Extracted material:

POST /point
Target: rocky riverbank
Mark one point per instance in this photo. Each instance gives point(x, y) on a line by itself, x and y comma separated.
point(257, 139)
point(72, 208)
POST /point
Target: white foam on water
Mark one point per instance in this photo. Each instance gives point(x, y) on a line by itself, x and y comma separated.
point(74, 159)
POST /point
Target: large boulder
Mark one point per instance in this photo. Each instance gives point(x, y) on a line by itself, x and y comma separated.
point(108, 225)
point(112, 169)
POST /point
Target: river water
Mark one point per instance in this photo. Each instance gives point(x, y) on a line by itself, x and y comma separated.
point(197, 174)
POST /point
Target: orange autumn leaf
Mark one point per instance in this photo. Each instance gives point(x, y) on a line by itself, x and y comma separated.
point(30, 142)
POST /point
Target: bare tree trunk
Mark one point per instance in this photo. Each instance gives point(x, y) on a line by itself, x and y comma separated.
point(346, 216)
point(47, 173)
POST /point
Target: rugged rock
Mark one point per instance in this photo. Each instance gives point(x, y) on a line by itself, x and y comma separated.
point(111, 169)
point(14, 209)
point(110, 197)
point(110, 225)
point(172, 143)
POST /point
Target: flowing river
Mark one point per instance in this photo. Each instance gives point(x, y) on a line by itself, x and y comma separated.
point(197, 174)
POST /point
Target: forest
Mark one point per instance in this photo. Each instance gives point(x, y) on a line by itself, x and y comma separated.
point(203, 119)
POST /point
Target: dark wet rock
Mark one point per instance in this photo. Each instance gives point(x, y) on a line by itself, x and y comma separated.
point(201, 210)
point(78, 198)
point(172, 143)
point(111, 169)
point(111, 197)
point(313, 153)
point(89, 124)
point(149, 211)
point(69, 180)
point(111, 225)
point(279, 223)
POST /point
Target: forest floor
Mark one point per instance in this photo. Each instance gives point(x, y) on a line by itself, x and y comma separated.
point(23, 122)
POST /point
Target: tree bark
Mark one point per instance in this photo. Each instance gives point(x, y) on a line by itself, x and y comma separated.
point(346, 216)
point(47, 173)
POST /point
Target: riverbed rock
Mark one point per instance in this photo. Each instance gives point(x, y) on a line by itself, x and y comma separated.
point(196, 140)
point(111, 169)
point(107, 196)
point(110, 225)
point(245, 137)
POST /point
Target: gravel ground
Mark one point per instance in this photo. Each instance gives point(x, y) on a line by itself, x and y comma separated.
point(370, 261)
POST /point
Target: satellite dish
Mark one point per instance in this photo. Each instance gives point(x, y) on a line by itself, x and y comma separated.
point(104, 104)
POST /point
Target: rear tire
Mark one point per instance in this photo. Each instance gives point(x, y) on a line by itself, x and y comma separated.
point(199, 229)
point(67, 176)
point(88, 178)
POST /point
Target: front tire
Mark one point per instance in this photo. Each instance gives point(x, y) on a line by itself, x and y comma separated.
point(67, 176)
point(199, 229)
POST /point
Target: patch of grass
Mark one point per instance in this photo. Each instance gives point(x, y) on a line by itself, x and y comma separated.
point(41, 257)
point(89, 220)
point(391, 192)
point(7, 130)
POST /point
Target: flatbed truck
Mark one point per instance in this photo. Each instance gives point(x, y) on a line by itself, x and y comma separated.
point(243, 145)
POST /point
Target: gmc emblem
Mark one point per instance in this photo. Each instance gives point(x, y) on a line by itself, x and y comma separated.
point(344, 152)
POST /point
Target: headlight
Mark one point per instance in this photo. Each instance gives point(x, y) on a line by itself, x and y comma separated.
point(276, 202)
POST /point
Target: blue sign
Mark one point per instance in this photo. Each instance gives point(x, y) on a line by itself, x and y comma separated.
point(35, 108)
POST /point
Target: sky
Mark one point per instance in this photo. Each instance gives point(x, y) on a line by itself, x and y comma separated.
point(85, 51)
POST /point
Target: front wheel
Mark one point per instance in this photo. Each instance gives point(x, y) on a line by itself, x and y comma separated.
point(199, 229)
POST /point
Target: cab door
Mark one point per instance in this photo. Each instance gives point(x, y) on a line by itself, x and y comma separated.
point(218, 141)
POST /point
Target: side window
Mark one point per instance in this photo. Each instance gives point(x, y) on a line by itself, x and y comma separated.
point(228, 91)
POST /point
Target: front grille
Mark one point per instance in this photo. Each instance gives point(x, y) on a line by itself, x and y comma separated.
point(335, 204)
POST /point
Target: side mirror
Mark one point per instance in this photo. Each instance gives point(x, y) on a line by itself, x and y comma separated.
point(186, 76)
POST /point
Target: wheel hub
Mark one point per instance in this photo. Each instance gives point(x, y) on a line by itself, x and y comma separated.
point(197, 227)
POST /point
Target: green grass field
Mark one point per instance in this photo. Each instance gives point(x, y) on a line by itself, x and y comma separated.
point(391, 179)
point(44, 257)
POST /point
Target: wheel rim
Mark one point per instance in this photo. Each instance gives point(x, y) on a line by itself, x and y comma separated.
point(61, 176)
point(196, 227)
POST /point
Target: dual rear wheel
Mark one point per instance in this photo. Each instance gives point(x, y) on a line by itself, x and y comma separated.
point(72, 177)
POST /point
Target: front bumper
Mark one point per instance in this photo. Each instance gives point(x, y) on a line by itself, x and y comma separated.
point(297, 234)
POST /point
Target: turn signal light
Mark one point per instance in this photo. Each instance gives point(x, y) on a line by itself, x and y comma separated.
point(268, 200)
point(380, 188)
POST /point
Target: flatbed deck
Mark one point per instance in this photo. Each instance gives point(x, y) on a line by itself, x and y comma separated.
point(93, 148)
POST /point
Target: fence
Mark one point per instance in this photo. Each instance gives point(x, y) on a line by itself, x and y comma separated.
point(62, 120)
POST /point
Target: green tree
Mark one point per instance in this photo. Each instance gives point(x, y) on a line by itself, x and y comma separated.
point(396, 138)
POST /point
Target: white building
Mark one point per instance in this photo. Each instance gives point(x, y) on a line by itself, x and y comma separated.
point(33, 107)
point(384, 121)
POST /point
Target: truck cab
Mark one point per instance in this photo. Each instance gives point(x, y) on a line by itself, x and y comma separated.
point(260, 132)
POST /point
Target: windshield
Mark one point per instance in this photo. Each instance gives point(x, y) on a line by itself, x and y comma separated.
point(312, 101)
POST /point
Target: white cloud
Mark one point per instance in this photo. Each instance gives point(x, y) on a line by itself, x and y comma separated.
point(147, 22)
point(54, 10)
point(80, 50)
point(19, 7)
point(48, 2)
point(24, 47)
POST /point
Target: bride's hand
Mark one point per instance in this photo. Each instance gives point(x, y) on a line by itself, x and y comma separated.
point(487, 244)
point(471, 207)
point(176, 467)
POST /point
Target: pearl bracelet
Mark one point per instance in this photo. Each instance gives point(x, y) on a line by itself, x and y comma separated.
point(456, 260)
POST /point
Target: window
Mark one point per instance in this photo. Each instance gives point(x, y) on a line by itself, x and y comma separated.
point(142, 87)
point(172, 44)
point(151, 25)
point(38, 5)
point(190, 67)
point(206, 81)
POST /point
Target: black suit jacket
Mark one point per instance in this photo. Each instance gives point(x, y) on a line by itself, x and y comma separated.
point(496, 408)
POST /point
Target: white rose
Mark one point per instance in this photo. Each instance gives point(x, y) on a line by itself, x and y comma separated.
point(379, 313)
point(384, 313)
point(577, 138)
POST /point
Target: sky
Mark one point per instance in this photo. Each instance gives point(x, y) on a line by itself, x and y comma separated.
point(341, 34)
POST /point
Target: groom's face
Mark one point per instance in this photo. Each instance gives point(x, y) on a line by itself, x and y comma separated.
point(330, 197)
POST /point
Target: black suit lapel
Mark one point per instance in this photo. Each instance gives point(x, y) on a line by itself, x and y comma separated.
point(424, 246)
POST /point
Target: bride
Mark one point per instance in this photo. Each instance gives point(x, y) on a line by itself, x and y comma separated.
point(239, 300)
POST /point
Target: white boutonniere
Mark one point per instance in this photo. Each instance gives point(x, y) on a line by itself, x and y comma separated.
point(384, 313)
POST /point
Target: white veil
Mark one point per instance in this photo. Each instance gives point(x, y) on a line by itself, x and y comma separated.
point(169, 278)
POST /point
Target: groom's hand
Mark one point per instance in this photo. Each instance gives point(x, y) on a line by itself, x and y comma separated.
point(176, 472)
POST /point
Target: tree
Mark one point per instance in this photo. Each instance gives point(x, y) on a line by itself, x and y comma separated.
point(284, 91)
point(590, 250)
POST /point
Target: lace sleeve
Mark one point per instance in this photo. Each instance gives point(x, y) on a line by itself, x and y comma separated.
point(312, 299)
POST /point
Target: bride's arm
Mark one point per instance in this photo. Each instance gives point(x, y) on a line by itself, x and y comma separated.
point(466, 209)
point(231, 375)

Problem to solve:
Rewrite the material from its first line through the line containing "point(74, 159)", inclusive, as a numbered list with any blank lines omitted.

Output below:
1. POST /point
2. Target: rocky riverbank
3. Mark one point per instance in this photo. Each instance gives point(x, y) on a line by itself, x and y comma separated.
4. point(257, 139)
5. point(72, 208)
6. POST /point
7. Target: white foam on water
8. Mark one point per instance in this photo. Each instance gives point(x, y) on a line by itself, x and y comma separated.
9. point(74, 159)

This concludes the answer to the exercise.